══ Rows

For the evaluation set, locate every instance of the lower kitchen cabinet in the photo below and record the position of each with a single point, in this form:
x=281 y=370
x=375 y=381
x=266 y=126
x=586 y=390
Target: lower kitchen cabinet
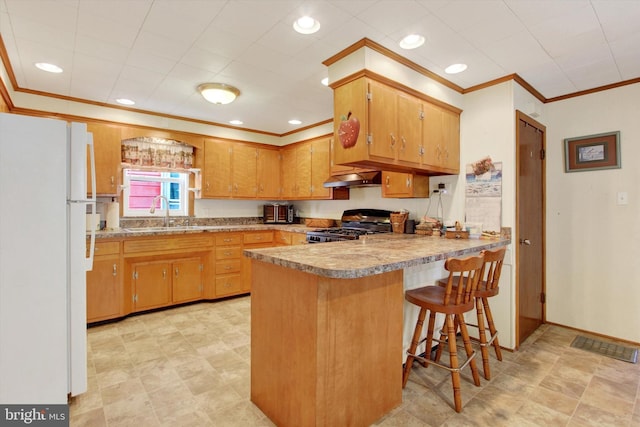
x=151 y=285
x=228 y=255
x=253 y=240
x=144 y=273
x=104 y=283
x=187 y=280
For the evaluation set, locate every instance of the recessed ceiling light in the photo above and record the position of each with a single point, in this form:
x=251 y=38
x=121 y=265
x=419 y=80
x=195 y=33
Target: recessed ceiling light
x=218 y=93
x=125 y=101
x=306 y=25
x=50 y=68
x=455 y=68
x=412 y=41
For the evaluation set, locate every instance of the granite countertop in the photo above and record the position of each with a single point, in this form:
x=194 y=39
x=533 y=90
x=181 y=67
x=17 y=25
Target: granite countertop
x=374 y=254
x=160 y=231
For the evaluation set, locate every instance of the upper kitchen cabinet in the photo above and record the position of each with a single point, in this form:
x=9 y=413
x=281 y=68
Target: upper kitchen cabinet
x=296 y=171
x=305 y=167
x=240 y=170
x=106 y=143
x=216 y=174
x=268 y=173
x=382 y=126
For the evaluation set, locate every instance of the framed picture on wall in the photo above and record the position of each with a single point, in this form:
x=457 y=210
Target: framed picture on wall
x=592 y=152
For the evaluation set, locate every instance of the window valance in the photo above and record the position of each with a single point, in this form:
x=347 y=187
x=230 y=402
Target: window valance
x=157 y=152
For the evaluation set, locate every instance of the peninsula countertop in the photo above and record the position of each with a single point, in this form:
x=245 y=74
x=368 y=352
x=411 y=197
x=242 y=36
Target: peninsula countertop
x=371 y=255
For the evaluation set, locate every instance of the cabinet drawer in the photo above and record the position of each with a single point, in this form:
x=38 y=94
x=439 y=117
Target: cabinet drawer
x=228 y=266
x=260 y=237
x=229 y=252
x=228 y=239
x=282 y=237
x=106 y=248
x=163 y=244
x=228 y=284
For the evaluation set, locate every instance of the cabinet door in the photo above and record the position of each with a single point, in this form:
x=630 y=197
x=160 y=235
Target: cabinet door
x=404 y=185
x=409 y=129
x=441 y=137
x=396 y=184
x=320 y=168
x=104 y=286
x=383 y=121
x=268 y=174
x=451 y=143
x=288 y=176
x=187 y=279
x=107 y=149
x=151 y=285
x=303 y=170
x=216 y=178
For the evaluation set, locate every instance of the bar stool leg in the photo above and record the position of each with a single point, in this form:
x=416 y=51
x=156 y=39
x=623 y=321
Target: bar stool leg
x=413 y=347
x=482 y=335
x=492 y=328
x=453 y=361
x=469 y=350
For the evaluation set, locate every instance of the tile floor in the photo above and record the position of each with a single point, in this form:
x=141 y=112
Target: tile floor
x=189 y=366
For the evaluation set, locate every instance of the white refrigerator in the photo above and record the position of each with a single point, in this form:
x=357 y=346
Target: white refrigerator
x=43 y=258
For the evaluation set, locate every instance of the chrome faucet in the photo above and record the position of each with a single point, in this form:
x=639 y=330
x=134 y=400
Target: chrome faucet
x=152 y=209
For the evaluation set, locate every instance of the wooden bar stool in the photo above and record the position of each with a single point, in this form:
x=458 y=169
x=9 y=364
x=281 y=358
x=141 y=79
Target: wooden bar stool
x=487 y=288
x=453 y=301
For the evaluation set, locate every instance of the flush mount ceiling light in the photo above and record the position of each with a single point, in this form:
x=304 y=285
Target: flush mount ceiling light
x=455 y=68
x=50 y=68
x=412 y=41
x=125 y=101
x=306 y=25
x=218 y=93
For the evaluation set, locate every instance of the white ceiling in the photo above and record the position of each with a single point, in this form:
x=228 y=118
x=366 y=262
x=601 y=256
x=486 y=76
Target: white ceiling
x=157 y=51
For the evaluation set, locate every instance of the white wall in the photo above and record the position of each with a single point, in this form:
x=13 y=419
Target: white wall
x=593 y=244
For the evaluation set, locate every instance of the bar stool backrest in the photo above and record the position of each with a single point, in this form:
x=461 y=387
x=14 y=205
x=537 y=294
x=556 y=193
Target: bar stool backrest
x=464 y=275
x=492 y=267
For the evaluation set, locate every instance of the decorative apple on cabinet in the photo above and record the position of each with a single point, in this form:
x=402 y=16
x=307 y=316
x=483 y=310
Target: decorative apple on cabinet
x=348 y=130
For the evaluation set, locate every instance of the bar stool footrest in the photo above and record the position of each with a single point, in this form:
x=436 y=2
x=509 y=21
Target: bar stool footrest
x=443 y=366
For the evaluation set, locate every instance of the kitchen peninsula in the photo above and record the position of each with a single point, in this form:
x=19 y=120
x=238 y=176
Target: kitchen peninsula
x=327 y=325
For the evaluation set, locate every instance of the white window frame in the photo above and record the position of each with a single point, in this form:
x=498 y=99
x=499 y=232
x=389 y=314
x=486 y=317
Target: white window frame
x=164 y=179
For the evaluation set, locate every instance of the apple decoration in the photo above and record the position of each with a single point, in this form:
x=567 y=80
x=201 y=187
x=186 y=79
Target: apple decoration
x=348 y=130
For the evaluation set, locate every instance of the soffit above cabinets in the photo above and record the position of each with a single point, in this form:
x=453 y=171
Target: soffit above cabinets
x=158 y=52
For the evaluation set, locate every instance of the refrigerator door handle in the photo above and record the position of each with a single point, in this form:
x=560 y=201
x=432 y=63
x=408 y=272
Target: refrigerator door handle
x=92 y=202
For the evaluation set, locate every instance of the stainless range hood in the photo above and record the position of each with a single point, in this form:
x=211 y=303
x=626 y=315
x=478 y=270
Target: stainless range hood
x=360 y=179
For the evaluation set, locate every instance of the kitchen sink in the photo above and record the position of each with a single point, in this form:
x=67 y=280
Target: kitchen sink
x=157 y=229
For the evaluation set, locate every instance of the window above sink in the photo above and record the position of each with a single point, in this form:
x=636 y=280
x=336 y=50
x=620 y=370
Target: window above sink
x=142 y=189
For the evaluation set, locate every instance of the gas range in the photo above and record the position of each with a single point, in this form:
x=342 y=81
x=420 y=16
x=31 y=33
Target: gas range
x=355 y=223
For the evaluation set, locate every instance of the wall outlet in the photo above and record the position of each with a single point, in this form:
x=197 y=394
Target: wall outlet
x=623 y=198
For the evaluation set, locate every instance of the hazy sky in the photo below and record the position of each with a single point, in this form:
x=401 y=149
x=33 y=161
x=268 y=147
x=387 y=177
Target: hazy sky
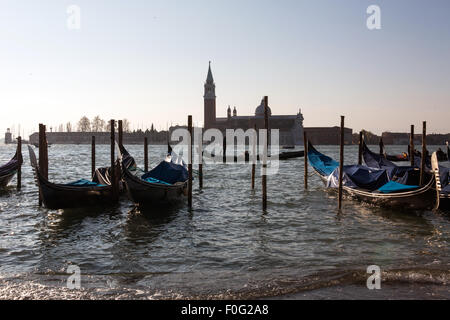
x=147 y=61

════

▶ [Exercise requirements] Swap every "evaluation set" in the listing above for "test set" and leave everything else unchanged. Omit the pictures from your output.

▶ [Response to this task]
For the test set, locate every instance of the lower kitchen cabinet in the photo below and record the position of each with a single point, in this form:
x=281 y=370
x=375 y=381
x=266 y=126
x=586 y=390
Target: lower kitchen cabinet
x=151 y=285
x=228 y=255
x=253 y=240
x=144 y=273
x=104 y=283
x=187 y=280
For the test set, locate every instance of the recessed ceiling light in the photo above and record the position of each with a single point, in this form:
x=251 y=38
x=121 y=265
x=419 y=80
x=195 y=33
Target: recessed ceiling light
x=218 y=93
x=125 y=101
x=306 y=25
x=50 y=68
x=455 y=68
x=412 y=41
For the test set, locate every instance of the granite countertop in the photo above and record the position of each with a single point, in this form:
x=194 y=39
x=533 y=90
x=181 y=67
x=17 y=25
Target: granite countertop
x=374 y=254
x=160 y=231
For the test set, locate every instance of the upper kitchen cabinet in the photo above and record the position of each with a single point, in this form:
x=9 y=413
x=281 y=68
Target: upper kitchen cabinet
x=296 y=171
x=305 y=167
x=240 y=170
x=106 y=143
x=216 y=174
x=268 y=173
x=382 y=126
For the test set, locate every instance of the framed picture on wall in the photo above and record the position of each with a single point, in this form:
x=457 y=210
Target: framed picture on wall
x=592 y=152
For the test set, locate every instance of the window valance in the photo above and record the position of each with a single point, in this form:
x=347 y=187
x=230 y=402
Target: window valance
x=157 y=152
For the test set, locate every instance of the peninsula countertop in the photo above and record the position of each with a single point, in this form:
x=245 y=74
x=368 y=352
x=411 y=197
x=242 y=36
Target: peninsula countertop
x=371 y=255
For the test set, locate every instance of the cabinet drawer in the photo above and record the position of each with a single point, in this form:
x=38 y=94
x=439 y=117
Target: cabinet drawer
x=228 y=266
x=260 y=237
x=229 y=252
x=228 y=239
x=282 y=237
x=106 y=248
x=163 y=244
x=228 y=284
For the test set, locate every instance of the cabinet door in the photo above and record the position of each with a single point, in this form:
x=630 y=197
x=160 y=235
Target: cabinet door
x=404 y=185
x=409 y=129
x=441 y=137
x=396 y=184
x=320 y=168
x=104 y=286
x=383 y=121
x=268 y=174
x=451 y=143
x=288 y=176
x=187 y=279
x=107 y=149
x=151 y=285
x=303 y=170
x=216 y=178
For the test set, locate every instance of the bar stool leg in the photo above and record the position of each with a single point, in this form:
x=416 y=51
x=156 y=39
x=623 y=321
Target: bar stool leg
x=413 y=347
x=482 y=335
x=492 y=328
x=453 y=361
x=469 y=350
For the test set, locate every instance of the tile floor in the photo above and record the position of each with a single point, in this form:
x=141 y=112
Target: tile floor
x=189 y=366
For the test set, locate every instance of the white refrigerator in the photo above and record the position of each with a single point, in this form:
x=357 y=346
Target: white refrigerator
x=43 y=258
For the test set, locate every instance of the chrome faucet in the photo above and record the position of each with a single point, in this form:
x=639 y=330
x=134 y=400
Target: chrome faucet
x=152 y=209
For the test set, locate every instance of the wooden bar stool in the photo above and record the position of each with a single point, in this form:
x=458 y=169
x=9 y=364
x=281 y=358
x=141 y=79
Target: wooden bar stool
x=487 y=288
x=453 y=301
For the test set, locate every instance of the flush mount ceiling light in the photo above and record the position of each with a single point, in this form:
x=304 y=285
Target: flush mount ceiling light
x=455 y=68
x=50 y=68
x=412 y=41
x=125 y=101
x=306 y=25
x=218 y=93
For the test set, locate every instance of the white ceiling in the photo above and record the position of each with a single point, in this form:
x=228 y=118
x=366 y=262
x=601 y=256
x=486 y=76
Target: white ceiling
x=157 y=51
For the test set, locate every instance of the white wall in the photo above and record the position of each with a single point, in this form:
x=13 y=419
Target: white wall
x=593 y=244
For the test set, locate every instance of the bar stool backrest in the photo above and record the position of each with a single point, in this form:
x=461 y=387
x=14 y=205
x=537 y=294
x=556 y=193
Target: bar stool backrest
x=464 y=275
x=492 y=267
For the test set, locate every instance of the decorative apple on cabinet in the photo above and record the position of each with a single point, in this form:
x=402 y=16
x=307 y=316
x=483 y=310
Target: decorative apple on cabinet
x=348 y=130
For the test set, locate every instance of the bar stool footrest in the photo above and record the position of each with a single point, in this form:
x=436 y=2
x=509 y=21
Target: bar stool footrest
x=443 y=366
For the test set, locate every instance of the kitchen peninsula in the photo above and record the position of each with a single point, in this form:
x=19 y=120
x=238 y=176
Target: kitchen peninsula
x=327 y=325
For the test set, locate every instance of the white window frame in the photo above and record the position of each with a single point, in this form:
x=498 y=99
x=499 y=232
x=389 y=314
x=486 y=317
Target: white window frame
x=164 y=179
For the test set, locate every instance of the apple decoration in the photo above and record the position of each with a single point, in this form:
x=567 y=80
x=201 y=187
x=186 y=79
Target: apple decoration
x=348 y=130
For the test set, locate every instance of the soffit above cabinets in the photo above and record the position of each with a single point, in this form:
x=453 y=171
Target: soffit above cabinets
x=158 y=52
For the test set, locate every instance of the refrigerator door handle in the photo above and record the position of each with a single point, in this form:
x=560 y=201
x=432 y=63
x=408 y=272
Target: refrigerator door handle
x=92 y=202
For the test set, locate every instance of the stainless range hood in the photo above and record the position of each with a single point, in this form:
x=211 y=303
x=626 y=315
x=478 y=270
Target: stainless range hood
x=360 y=179
For the test set, locate every instance of the kitchen sink in the photo above and record the position of each with a single point, in this form:
x=67 y=280
Target: kitchen sink
x=157 y=229
For the test set, locate every instance of the window above sink in the photo above and record the position of each with a single point, in this form:
x=636 y=280
x=336 y=50
x=620 y=370
Target: window above sink
x=142 y=189
For the test set, locate every instance of the gas range in the photo above and record the position of each with a single point, in this form:
x=342 y=81
x=420 y=16
x=31 y=33
Target: gas range
x=355 y=223
For the test set, locate every instance of the wall outlet in the photo above and record the position of each with a single point, in this form:
x=197 y=394
Target: wall outlet
x=623 y=198
For the test set, locate every instance of the hazy sky in the photo below and record the position of each with a single point, in this form:
x=401 y=149
x=33 y=161
x=268 y=147
x=387 y=177
Target: hazy sky
x=147 y=61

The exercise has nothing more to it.